» **Task prompt**
Put each line of the data below into a JSON list of strings, one string per line, leaving out blank lines and the pictures.

-- Start of Entries provided --

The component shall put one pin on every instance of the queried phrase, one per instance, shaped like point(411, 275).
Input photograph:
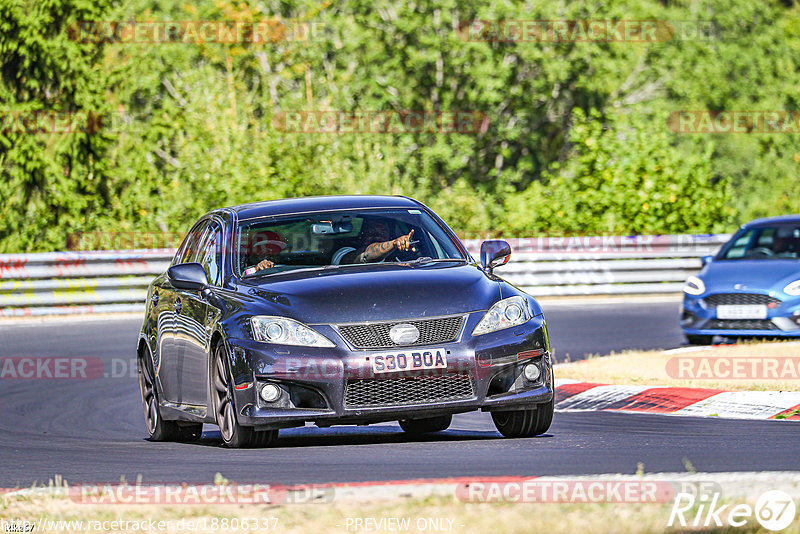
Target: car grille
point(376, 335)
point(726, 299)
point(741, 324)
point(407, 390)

-- End of Entries provided --

» **Task result**
[
  "The component shall put one pin on every instance of the queried phrase, one per instance, shaped like point(411, 275).",
  "Input photograph:",
  "Target: car grille",
  "point(376, 335)",
  "point(726, 299)",
  "point(741, 324)",
  "point(407, 390)"
]